## Task prompt
Filter the listing below and keep every line that contains the word "beige". Treat uppercase and lowercase letters as different when matching.

## Dataset excerpts on pointing at objects
^^^^

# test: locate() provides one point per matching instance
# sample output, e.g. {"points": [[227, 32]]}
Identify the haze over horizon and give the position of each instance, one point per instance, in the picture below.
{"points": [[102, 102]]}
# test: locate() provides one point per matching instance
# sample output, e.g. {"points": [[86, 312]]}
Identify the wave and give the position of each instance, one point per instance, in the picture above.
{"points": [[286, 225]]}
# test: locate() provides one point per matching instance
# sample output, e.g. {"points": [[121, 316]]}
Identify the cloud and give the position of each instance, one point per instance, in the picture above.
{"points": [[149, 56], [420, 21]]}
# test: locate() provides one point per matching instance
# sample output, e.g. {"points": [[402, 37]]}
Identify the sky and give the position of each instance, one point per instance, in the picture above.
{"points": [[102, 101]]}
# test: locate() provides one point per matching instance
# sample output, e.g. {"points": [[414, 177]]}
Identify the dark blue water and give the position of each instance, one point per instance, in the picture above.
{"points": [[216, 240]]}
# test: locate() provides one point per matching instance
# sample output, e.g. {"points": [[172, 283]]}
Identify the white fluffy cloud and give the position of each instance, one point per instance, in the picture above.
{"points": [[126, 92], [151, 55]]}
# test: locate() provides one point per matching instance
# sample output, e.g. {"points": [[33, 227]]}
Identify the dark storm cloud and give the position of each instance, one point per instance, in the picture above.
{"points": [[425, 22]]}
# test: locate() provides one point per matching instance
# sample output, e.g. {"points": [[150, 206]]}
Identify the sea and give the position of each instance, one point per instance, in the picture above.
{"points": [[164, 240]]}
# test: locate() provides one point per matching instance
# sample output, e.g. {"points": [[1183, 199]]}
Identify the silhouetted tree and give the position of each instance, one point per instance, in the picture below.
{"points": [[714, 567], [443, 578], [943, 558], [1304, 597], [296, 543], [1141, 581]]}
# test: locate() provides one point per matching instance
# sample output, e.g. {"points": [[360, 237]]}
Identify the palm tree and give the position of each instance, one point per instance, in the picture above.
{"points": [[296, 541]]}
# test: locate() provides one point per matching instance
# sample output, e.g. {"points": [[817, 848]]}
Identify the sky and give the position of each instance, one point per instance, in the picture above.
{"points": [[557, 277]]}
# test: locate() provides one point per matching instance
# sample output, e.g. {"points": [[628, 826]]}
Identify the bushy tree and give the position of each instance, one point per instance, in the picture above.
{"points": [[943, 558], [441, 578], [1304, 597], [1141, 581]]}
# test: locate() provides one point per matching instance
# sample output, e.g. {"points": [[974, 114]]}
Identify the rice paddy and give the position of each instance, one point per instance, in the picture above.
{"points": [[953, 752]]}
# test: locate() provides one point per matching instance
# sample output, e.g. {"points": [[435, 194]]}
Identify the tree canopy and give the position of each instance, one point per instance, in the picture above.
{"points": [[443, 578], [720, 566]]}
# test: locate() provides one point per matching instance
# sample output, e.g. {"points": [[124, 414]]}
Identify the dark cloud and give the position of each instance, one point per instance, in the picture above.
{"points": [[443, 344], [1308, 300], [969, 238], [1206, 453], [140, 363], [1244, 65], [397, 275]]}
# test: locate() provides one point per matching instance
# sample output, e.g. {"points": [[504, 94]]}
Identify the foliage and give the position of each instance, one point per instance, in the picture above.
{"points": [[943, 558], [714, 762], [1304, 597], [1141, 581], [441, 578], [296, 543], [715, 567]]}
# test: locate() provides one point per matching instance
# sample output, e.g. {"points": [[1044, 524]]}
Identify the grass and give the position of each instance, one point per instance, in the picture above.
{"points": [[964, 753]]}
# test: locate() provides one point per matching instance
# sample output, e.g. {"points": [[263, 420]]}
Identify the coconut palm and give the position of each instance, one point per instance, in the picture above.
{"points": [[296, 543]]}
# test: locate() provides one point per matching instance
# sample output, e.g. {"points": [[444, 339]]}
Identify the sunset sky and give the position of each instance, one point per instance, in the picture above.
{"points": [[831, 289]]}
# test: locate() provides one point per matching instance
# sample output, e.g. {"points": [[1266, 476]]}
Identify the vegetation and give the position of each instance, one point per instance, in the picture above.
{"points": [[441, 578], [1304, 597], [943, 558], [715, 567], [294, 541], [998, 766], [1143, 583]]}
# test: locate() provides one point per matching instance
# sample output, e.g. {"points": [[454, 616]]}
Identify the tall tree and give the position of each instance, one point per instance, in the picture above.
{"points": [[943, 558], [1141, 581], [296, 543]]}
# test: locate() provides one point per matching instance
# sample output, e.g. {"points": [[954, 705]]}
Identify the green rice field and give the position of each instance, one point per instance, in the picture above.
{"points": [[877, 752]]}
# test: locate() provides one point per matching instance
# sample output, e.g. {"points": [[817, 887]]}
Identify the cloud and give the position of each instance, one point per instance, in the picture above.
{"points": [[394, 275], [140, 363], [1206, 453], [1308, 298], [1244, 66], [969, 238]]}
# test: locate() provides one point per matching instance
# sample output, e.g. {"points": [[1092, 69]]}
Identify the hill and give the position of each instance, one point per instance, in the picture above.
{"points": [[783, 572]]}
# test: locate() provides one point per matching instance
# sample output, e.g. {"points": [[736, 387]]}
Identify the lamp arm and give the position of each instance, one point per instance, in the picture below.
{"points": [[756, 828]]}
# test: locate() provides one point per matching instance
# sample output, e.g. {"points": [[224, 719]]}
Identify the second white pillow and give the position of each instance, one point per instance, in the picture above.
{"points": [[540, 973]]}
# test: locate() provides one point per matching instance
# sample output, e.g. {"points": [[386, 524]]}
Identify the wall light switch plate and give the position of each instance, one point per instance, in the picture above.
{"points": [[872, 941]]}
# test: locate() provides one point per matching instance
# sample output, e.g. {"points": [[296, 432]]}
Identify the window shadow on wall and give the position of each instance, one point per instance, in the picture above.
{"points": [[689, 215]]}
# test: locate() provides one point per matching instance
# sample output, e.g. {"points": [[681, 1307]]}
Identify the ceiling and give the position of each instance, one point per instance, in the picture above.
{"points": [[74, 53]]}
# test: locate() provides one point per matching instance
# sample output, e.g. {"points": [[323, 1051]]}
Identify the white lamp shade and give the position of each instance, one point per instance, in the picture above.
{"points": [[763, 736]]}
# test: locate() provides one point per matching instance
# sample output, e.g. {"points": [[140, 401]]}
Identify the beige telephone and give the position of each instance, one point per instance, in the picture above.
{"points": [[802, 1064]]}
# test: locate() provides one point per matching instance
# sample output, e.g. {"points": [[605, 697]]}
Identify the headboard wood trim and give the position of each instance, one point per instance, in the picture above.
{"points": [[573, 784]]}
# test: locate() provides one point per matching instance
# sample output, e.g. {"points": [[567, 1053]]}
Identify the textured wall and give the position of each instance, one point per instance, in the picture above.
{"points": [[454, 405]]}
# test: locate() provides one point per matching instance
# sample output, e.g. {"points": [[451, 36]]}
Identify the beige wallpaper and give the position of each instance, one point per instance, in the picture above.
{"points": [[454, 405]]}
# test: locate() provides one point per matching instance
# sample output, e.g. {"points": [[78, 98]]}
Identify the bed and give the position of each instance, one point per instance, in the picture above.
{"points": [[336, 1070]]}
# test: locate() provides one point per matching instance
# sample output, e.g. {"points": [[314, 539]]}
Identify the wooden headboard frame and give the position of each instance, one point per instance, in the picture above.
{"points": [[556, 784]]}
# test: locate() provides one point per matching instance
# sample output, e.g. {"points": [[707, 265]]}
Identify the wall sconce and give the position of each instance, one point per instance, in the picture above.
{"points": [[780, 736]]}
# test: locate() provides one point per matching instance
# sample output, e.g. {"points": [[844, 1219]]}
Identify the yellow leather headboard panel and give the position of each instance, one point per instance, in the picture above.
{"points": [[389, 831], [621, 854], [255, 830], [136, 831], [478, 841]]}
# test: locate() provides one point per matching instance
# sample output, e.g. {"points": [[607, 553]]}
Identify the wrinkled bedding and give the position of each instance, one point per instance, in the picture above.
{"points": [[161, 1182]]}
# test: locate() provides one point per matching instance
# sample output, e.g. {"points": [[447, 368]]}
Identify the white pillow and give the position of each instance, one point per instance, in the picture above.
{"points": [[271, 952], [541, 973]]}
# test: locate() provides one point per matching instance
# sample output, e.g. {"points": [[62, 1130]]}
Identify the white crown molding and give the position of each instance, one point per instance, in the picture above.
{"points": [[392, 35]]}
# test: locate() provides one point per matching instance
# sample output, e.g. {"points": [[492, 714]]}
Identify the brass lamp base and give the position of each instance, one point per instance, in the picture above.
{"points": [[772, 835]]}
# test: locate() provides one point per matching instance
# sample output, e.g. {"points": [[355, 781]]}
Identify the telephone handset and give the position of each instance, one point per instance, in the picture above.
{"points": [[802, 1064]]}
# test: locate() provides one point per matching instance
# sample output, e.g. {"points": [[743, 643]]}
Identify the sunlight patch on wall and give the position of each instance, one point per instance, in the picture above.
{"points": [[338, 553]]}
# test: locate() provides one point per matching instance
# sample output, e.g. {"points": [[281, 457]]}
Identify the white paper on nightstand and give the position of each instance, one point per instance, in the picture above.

^^^^

## Task result
Identify the beige telephone and give the position of each instance, one point per instance, in the picture above.
Identify the beige wallpaper and give the position of each instance, one point per instance, in the picture above.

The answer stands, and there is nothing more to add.